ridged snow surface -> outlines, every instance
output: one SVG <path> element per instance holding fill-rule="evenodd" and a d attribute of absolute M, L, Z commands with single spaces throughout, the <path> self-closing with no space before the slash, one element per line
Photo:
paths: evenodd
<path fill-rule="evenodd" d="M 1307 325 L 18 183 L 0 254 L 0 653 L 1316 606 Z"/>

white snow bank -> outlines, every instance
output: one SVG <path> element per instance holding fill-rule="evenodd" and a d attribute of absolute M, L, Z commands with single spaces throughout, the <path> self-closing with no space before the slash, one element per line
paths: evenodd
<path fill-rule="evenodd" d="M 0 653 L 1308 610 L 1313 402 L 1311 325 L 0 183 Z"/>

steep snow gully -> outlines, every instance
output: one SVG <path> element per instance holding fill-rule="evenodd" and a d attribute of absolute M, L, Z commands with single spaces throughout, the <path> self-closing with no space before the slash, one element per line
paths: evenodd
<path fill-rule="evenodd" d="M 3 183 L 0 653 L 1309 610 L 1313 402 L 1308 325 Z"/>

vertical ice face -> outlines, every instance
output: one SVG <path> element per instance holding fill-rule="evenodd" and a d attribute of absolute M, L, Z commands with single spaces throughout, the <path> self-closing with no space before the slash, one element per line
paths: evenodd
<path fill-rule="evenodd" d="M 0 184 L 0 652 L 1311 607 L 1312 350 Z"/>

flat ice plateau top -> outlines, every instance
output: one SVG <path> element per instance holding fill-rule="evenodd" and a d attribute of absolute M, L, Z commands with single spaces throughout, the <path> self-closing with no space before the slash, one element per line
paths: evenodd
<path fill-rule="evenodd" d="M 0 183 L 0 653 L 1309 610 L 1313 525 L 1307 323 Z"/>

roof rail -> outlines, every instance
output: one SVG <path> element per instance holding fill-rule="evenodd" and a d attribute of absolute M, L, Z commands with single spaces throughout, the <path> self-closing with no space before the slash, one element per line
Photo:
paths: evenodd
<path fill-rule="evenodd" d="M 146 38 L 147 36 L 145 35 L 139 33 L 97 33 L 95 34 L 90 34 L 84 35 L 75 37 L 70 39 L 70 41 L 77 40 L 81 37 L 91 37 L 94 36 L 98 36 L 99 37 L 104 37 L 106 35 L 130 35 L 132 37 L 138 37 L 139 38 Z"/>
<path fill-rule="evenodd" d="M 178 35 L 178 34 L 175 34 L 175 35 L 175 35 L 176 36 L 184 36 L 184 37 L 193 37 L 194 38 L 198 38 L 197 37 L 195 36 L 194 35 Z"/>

·····

__Written request__:
Format every line of the rows above as a Markdown table with two columns, Number and Line, leaving out the blank lines.

__Final result__:
| Number | Line |
|---|---|
| 1 | ridged snow surface -> outlines, every instance |
| 2 | output: one SVG <path> element per instance holding fill-rule="evenodd" and a d attribute of absolute M, L, Z commands with single spaces throughout, the <path> self-closing with no space before the slash, one element per line |
| 3 | Photo: |
| 4 | paths: evenodd |
| 5 | <path fill-rule="evenodd" d="M 1307 325 L 18 183 L 0 254 L 0 653 L 1316 606 Z"/> |
| 6 | white snow bank -> outlines, every instance |
| 7 | output: one SVG <path> element per instance holding fill-rule="evenodd" and a d attribute of absolute M, L, Z commands with single spaces throughout, the <path> self-closing with no space before the slash, one element per line |
| 8 | paths: evenodd |
| 9 | <path fill-rule="evenodd" d="M 0 653 L 1308 610 L 1313 402 L 1311 325 L 0 183 Z"/> |
| 10 | steep snow gully -> outlines, every instance |
| 11 | output: one SVG <path> element per instance holding fill-rule="evenodd" and a d attribute of absolute M, L, Z commands with single spaces throughout, the <path> self-closing with no space before the slash, one element per line |
| 12 | paths: evenodd |
| 13 | <path fill-rule="evenodd" d="M 3 183 L 0 653 L 1309 610 L 1313 402 L 1308 325 Z"/> |
| 14 | vertical ice face -> outlines, every instance |
| 15 | output: one SVG <path> element per instance holding fill-rule="evenodd" and a d attribute of absolute M, L, Z commands with single spaces throughout, the <path> self-closing with no space before the slash, one element per line |
| 16 | paths: evenodd |
| 17 | <path fill-rule="evenodd" d="M 0 184 L 0 652 L 1311 607 L 1312 350 Z"/> |
| 18 | flat ice plateau top -> outlines, every instance |
| 19 | output: one SVG <path> element per instance holding fill-rule="evenodd" and a d attribute of absolute M, L, Z commands with single spaces throughout, the <path> self-closing with no space before the slash, one element per line |
| 20 | paths: evenodd |
| 21 | <path fill-rule="evenodd" d="M 0 183 L 0 653 L 1309 610 L 1313 525 L 1307 323 Z"/> |
| 22 | roof rail -> outlines, every instance |
| 23 | output: one SVG <path> element per instance holding fill-rule="evenodd" and a d attribute of absolute M, L, Z commands with single spaces throughout, the <path> self-closing with no space before the slash, one element per line |
| 24 | Photo: |
| 25 | paths: evenodd |
| 26 | <path fill-rule="evenodd" d="M 146 38 L 147 36 L 145 35 L 139 33 L 97 33 L 95 34 L 90 34 L 84 35 L 75 37 L 70 39 L 70 41 L 77 40 L 81 37 L 91 37 L 94 36 L 98 36 L 99 37 L 104 37 L 106 35 L 130 35 L 132 37 L 138 37 L 139 38 Z"/> |
| 27 | <path fill-rule="evenodd" d="M 178 35 L 178 34 L 175 34 L 175 35 L 175 35 L 176 36 L 184 36 L 184 37 L 193 37 L 194 38 L 198 38 L 197 37 L 195 36 L 194 35 Z"/> |